▶ **REQUIREMENT**
Scan the lines below and report each one containing "surface" by copying it.

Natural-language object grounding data
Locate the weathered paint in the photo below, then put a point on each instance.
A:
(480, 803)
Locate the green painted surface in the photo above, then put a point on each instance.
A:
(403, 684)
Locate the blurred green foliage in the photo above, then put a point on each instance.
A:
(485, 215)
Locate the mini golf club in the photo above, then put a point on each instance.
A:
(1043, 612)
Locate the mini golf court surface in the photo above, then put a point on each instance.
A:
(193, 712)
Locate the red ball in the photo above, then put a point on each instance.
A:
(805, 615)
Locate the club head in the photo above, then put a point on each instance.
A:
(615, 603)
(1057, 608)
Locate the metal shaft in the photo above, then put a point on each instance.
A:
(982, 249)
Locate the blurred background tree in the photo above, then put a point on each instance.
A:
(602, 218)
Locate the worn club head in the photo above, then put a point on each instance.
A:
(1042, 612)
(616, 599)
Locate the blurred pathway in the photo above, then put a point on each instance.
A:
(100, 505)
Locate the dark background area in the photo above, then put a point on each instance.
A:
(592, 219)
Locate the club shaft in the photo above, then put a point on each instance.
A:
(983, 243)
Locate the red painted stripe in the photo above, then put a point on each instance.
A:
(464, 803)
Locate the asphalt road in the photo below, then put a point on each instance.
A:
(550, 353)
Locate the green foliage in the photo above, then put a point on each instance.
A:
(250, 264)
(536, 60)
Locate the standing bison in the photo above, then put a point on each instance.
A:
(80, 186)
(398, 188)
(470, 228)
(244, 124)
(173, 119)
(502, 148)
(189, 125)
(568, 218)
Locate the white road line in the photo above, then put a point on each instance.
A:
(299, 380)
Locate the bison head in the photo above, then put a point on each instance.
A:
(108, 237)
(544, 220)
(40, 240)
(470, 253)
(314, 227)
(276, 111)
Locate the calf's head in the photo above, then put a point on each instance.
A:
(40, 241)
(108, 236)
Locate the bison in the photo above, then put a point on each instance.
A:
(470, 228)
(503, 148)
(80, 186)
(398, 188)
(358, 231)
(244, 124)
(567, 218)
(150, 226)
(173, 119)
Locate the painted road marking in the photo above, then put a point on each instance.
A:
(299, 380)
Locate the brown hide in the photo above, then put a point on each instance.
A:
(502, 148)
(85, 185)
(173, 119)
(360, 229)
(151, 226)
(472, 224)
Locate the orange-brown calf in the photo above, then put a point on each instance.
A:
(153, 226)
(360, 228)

▶ **RESPONSE TO THIS EXERCISE**
Locate the green painted surface in the photo above, then put a point on each instance.
Locate the mini golf court surface in the photo above, then put a point on each instance.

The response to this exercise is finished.